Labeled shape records

......

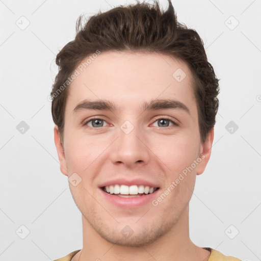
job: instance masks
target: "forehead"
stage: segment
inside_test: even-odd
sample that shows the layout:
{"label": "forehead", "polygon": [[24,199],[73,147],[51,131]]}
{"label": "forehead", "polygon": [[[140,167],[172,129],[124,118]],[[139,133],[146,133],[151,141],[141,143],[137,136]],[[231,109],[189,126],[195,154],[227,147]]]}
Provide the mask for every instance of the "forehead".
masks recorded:
{"label": "forehead", "polygon": [[158,98],[195,106],[191,71],[179,59],[158,53],[116,51],[95,57],[88,63],[85,58],[75,68],[78,75],[68,90],[66,110],[71,112],[86,99],[113,100],[121,109],[136,106],[138,110],[144,100]]}

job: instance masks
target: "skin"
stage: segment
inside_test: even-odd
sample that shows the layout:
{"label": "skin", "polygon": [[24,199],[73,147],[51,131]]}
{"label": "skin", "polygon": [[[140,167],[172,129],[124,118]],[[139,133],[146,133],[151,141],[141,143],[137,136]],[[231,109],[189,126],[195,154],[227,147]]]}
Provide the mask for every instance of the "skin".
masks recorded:
{"label": "skin", "polygon": [[[187,75],[181,82],[172,76],[178,68]],[[101,53],[72,83],[63,148],[56,125],[54,135],[61,172],[68,177],[76,172],[82,178],[75,187],[69,183],[82,214],[83,229],[83,249],[73,261],[207,260],[210,252],[190,239],[189,202],[196,175],[210,159],[214,129],[202,143],[193,88],[191,73],[182,61],[126,51]],[[169,98],[184,103],[190,113],[140,110],[145,101]],[[85,99],[110,100],[121,110],[73,113]],[[103,119],[97,123],[103,126],[91,121],[83,125],[93,116]],[[167,121],[161,125],[159,120],[166,117],[178,125]],[[120,128],[127,120],[134,126],[127,135]],[[149,202],[121,208],[101,196],[99,185],[121,177],[142,177],[158,184],[163,192],[201,154],[204,159],[156,206]],[[120,232],[126,225],[134,231],[128,238]]]}

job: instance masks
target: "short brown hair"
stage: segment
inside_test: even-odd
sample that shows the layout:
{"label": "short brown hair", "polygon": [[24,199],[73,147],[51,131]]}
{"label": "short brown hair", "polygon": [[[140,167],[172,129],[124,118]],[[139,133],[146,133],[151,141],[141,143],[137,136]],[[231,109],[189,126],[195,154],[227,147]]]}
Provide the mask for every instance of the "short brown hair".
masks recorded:
{"label": "short brown hair", "polygon": [[153,5],[138,3],[119,6],[104,13],[100,11],[83,26],[83,16],[78,18],[75,39],[68,42],[56,57],[59,70],[50,93],[53,119],[62,144],[68,77],[84,58],[97,50],[156,51],[184,61],[192,72],[200,138],[202,142],[205,141],[216,123],[219,80],[207,61],[198,33],[177,21],[171,0],[165,12],[155,1]]}

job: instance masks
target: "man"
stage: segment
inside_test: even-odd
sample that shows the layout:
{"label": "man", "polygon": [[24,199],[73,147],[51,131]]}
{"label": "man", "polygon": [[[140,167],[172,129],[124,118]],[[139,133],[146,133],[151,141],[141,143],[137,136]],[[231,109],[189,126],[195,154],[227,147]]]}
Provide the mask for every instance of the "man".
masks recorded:
{"label": "man", "polygon": [[80,17],[51,93],[83,247],[59,259],[239,260],[196,246],[189,203],[210,159],[218,80],[170,1]]}

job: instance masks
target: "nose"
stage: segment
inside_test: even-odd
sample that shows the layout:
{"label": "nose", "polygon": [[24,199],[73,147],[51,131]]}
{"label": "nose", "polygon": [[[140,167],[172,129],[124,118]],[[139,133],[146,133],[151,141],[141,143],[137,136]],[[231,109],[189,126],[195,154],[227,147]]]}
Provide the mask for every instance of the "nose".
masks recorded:
{"label": "nose", "polygon": [[131,167],[137,164],[148,164],[150,149],[145,133],[142,133],[138,127],[127,123],[121,126],[117,134],[118,138],[112,144],[110,153],[114,164],[124,164]]}

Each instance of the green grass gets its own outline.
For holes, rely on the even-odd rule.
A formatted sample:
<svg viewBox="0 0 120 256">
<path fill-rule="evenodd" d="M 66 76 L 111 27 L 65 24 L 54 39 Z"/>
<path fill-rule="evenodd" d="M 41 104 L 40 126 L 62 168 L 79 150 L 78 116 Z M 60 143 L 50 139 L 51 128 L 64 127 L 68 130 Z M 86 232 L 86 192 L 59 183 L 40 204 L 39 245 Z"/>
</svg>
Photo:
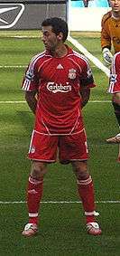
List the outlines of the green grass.
<svg viewBox="0 0 120 256">
<path fill-rule="evenodd" d="M 0 65 L 27 65 L 30 59 L 43 47 L 38 38 L 14 39 L 6 35 L 36 35 L 37 32 L 2 32 Z M 98 33 L 79 33 L 77 37 L 88 51 L 101 59 Z M 82 41 L 81 41 L 82 40 Z M 93 45 L 94 44 L 94 45 Z M 2 46 L 3 45 L 3 46 Z M 90 46 L 92 47 L 90 48 Z M 3 50 L 2 50 L 3 47 Z M 92 66 L 97 87 L 90 100 L 110 100 L 106 93 L 106 75 Z M 1 69 L 0 101 L 24 100 L 20 89 L 24 68 Z M 119 256 L 119 204 L 101 201 L 119 200 L 119 164 L 117 145 L 107 145 L 105 139 L 117 133 L 117 124 L 110 102 L 89 102 L 84 120 L 90 150 L 89 169 L 94 178 L 98 222 L 103 234 L 91 237 L 86 233 L 81 204 L 44 204 L 41 205 L 39 235 L 24 239 L 21 235 L 27 222 L 25 204 L 0 203 L 0 255 L 34 256 Z M 25 187 L 30 172 L 26 158 L 33 115 L 26 103 L 0 103 L 0 201 L 25 201 Z M 43 202 L 78 201 L 76 180 L 70 165 L 49 166 L 44 180 Z"/>
</svg>

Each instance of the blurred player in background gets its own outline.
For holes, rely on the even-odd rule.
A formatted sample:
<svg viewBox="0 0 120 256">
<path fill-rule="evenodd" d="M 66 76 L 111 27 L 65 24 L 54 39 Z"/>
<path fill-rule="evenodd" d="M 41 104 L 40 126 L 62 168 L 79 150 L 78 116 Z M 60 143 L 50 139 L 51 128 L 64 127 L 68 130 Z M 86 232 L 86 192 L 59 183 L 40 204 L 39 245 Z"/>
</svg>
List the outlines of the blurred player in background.
<svg viewBox="0 0 120 256">
<path fill-rule="evenodd" d="M 84 56 L 64 43 L 68 36 L 65 21 L 57 17 L 46 19 L 42 32 L 46 51 L 32 58 L 23 81 L 26 101 L 35 114 L 28 155 L 32 160 L 27 190 L 29 223 L 23 235 L 32 236 L 38 231 L 43 177 L 47 164 L 56 161 L 58 147 L 60 162 L 71 163 L 75 173 L 87 231 L 98 235 L 101 230 L 95 219 L 94 187 L 88 169 L 88 152 L 81 114 L 90 88 L 95 87 L 91 69 Z M 38 101 L 34 98 L 36 92 Z"/>
<path fill-rule="evenodd" d="M 117 97 L 115 98 L 115 104 L 119 106 L 118 114 L 120 113 L 120 52 L 116 52 L 112 60 L 112 65 L 110 69 L 110 79 L 109 79 L 109 89 L 108 92 L 112 94 L 115 94 Z M 117 116 L 116 116 L 117 117 Z M 118 115 L 118 121 L 120 126 L 120 118 Z M 120 137 L 120 135 L 119 135 Z M 120 137 L 118 135 L 115 137 L 116 142 L 120 143 Z M 120 156 L 119 156 L 120 162 Z"/>
<path fill-rule="evenodd" d="M 112 62 L 111 47 L 113 46 L 115 53 L 120 52 L 120 0 L 109 0 L 109 3 L 112 10 L 103 16 L 101 30 L 101 47 L 106 65 L 111 65 Z M 115 115 L 120 128 L 120 88 L 111 89 L 110 92 Z M 107 138 L 106 142 L 120 143 L 120 133 Z"/>
</svg>

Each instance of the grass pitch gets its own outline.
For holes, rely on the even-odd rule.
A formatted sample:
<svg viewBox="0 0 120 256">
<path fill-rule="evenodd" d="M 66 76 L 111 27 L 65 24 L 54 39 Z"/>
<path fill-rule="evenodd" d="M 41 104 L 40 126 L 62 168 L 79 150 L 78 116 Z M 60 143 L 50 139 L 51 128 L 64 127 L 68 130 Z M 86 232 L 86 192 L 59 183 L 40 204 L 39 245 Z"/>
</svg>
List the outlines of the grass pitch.
<svg viewBox="0 0 120 256">
<path fill-rule="evenodd" d="M 91 90 L 90 100 L 100 102 L 90 101 L 83 114 L 91 156 L 89 168 L 100 213 L 97 221 L 103 234 L 91 237 L 86 233 L 71 166 L 54 164 L 49 166 L 44 181 L 39 235 L 22 237 L 28 218 L 24 201 L 30 161 L 26 154 L 33 115 L 26 103 L 20 102 L 24 100 L 20 84 L 25 66 L 34 54 L 43 50 L 43 45 L 39 38 L 14 38 L 16 34 L 39 35 L 38 32 L 3 32 L 0 38 L 0 255 L 119 256 L 118 146 L 105 142 L 117 133 L 118 128 L 108 102 L 107 78 L 92 63 L 97 86 Z M 74 33 L 73 36 L 102 60 L 97 33 Z"/>
</svg>

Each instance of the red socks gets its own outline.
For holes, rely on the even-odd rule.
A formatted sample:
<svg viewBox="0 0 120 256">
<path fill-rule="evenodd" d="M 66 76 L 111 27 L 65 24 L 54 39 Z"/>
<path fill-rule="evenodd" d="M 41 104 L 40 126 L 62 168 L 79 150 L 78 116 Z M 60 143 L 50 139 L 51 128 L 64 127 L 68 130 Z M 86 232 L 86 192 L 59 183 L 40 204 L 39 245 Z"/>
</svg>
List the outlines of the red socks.
<svg viewBox="0 0 120 256">
<path fill-rule="evenodd" d="M 29 223 L 38 223 L 38 212 L 42 196 L 43 179 L 36 180 L 29 177 L 27 190 L 27 205 L 29 211 Z"/>
<path fill-rule="evenodd" d="M 94 186 L 90 175 L 86 180 L 78 180 L 78 191 L 83 204 L 87 223 L 96 222 Z"/>
</svg>

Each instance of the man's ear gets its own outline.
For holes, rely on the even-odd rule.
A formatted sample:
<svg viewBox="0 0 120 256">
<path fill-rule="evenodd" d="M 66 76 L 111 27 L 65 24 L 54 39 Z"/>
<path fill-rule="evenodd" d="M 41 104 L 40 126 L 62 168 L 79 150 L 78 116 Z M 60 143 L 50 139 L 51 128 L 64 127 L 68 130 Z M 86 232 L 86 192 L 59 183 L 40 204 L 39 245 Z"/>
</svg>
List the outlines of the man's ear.
<svg viewBox="0 0 120 256">
<path fill-rule="evenodd" d="M 61 41 L 63 39 L 63 33 L 60 32 L 58 35 L 57 38 Z"/>
</svg>

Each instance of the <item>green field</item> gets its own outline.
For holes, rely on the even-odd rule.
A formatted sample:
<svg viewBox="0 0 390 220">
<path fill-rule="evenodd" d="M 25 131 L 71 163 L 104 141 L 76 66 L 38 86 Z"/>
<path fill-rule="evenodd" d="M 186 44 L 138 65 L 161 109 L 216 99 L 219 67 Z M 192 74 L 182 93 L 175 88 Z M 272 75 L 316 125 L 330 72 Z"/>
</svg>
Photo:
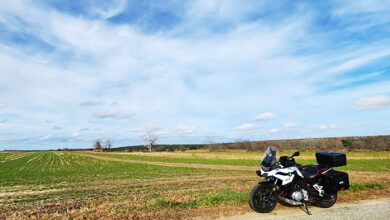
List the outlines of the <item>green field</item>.
<svg viewBox="0 0 390 220">
<path fill-rule="evenodd" d="M 203 208 L 246 207 L 249 191 L 261 180 L 253 171 L 157 166 L 126 160 L 256 166 L 260 162 L 256 158 L 262 154 L 0 153 L 0 219 L 10 215 L 15 218 L 154 218 L 156 215 L 187 218 L 202 216 Z M 308 159 L 312 156 L 313 153 L 302 153 L 303 160 L 298 162 L 313 163 L 314 160 Z M 349 154 L 349 165 L 344 169 L 384 172 L 380 180 L 351 176 L 357 182 L 352 181 L 350 192 L 388 187 L 388 156 L 383 152 Z"/>
<path fill-rule="evenodd" d="M 99 155 L 99 153 L 88 152 Z M 281 155 L 292 155 L 293 152 L 283 152 Z M 105 153 L 104 156 L 128 160 L 156 161 L 169 163 L 221 164 L 236 166 L 258 166 L 261 163 L 262 152 L 186 152 L 186 153 Z M 258 158 L 258 159 L 254 159 Z M 302 159 L 303 158 L 303 159 Z M 312 158 L 312 159 L 311 159 Z M 347 153 L 347 166 L 338 170 L 390 172 L 390 152 L 350 152 Z M 381 159 L 376 159 L 381 158 Z M 362 162 L 364 161 L 364 162 Z M 296 162 L 302 165 L 316 164 L 315 153 L 303 152 L 296 157 Z"/>
</svg>

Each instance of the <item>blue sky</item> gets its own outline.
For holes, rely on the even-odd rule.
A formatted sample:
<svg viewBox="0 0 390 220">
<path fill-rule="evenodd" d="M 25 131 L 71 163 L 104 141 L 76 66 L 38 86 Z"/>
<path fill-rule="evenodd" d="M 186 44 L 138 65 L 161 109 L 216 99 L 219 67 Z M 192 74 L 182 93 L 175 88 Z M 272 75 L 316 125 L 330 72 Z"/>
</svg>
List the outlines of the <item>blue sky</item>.
<svg viewBox="0 0 390 220">
<path fill-rule="evenodd" d="M 389 1 L 0 5 L 0 150 L 390 133 Z"/>
</svg>

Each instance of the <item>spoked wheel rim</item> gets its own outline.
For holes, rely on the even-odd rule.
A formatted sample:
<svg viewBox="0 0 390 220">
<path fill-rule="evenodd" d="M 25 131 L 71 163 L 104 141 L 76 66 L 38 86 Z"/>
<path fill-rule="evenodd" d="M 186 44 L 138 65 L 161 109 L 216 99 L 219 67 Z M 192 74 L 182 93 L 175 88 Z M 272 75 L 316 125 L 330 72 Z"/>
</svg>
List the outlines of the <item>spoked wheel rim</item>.
<svg viewBox="0 0 390 220">
<path fill-rule="evenodd" d="M 328 204 L 333 203 L 335 200 L 336 200 L 335 194 L 326 195 L 324 196 L 324 199 L 322 199 L 324 203 L 328 203 Z"/>
<path fill-rule="evenodd" d="M 255 193 L 255 198 L 253 201 L 254 206 L 261 210 L 270 209 L 276 202 L 274 196 L 271 196 L 270 198 L 271 192 L 272 189 L 270 188 L 260 187 Z"/>
</svg>

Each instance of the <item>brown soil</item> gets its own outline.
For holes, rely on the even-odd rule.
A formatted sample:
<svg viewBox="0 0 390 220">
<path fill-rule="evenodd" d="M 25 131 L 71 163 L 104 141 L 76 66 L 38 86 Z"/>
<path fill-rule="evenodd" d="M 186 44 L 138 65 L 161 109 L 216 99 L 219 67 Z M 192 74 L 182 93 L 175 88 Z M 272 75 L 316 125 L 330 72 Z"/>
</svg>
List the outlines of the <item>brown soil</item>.
<svg viewBox="0 0 390 220">
<path fill-rule="evenodd" d="M 156 161 L 142 161 L 142 160 L 127 160 L 120 158 L 105 157 L 101 155 L 91 155 L 83 153 L 74 153 L 80 156 L 91 157 L 99 160 L 118 161 L 127 163 L 142 163 L 159 166 L 169 167 L 191 167 L 191 168 L 208 168 L 218 170 L 258 170 L 259 167 L 254 166 L 234 166 L 234 165 L 216 165 L 216 164 L 191 164 L 191 163 L 167 163 L 167 162 L 156 162 Z M 348 171 L 351 182 L 390 182 L 389 172 L 365 172 L 365 171 Z"/>
</svg>

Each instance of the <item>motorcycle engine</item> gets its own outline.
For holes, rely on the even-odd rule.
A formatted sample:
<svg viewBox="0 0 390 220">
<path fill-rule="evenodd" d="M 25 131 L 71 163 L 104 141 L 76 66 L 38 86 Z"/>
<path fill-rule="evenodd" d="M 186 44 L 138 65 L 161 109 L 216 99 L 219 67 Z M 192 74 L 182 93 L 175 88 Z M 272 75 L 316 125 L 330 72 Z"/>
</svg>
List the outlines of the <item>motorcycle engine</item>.
<svg viewBox="0 0 390 220">
<path fill-rule="evenodd" d="M 295 201 L 301 201 L 302 200 L 302 192 L 301 191 L 295 191 L 291 194 L 291 198 Z"/>
</svg>

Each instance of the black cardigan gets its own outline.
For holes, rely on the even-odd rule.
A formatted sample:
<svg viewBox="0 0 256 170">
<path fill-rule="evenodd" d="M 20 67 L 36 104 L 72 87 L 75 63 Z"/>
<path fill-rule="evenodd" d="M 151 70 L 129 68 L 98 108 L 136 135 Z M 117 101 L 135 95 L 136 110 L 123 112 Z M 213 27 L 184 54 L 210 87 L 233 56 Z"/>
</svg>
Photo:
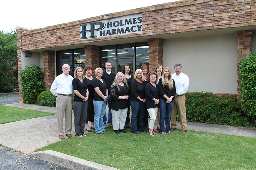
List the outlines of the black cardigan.
<svg viewBox="0 0 256 170">
<path fill-rule="evenodd" d="M 128 100 L 118 99 L 118 97 L 126 96 L 128 95 L 128 88 L 125 84 L 124 85 L 125 89 L 125 90 L 120 90 L 118 91 L 117 87 L 116 86 L 111 87 L 110 89 L 110 95 L 111 97 L 111 102 L 110 105 L 110 108 L 115 111 L 118 111 L 122 108 L 122 106 L 126 106 L 126 107 L 128 107 Z"/>
</svg>

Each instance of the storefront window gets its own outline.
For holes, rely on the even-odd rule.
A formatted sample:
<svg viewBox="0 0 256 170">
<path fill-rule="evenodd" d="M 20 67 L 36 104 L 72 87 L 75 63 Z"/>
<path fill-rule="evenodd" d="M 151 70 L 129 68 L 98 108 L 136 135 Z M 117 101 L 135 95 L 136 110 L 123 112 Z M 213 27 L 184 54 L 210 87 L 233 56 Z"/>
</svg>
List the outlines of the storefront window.
<svg viewBox="0 0 256 170">
<path fill-rule="evenodd" d="M 83 69 L 85 66 L 85 52 L 83 49 L 74 50 L 75 69 L 78 67 Z"/>
<path fill-rule="evenodd" d="M 149 46 L 147 42 L 136 44 L 136 69 L 140 68 L 143 64 L 149 68 Z"/>
<path fill-rule="evenodd" d="M 115 46 L 108 46 L 100 47 L 101 67 L 104 71 L 105 63 L 107 62 L 110 62 L 112 64 L 111 71 L 115 72 L 116 70 L 116 48 Z M 94 69 L 96 68 L 93 68 Z"/>
</svg>

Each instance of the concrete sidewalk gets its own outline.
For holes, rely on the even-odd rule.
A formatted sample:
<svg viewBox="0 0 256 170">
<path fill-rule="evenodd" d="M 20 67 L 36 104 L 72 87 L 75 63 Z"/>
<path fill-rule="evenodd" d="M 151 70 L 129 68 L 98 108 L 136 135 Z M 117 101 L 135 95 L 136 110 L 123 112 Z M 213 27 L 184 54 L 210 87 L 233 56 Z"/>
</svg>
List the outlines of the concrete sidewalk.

......

Output exactly the lines above, from the one holding "Each instance of the concrete" through the end of the data, including the first and last.

Each instance of the concrete sidewalk gets its own outline.
For holes, rely on the even-odd rule.
A formatted sample:
<svg viewBox="0 0 256 170">
<path fill-rule="evenodd" d="M 20 67 L 36 104 L 72 87 L 75 63 Z"/>
<path fill-rule="evenodd" d="M 151 70 L 129 68 L 98 108 L 136 135 Z M 117 101 L 135 95 L 136 110 L 123 112 Z M 213 27 L 184 54 L 210 87 L 233 56 Z"/>
</svg>
List the outlines of the concrete sidewalk.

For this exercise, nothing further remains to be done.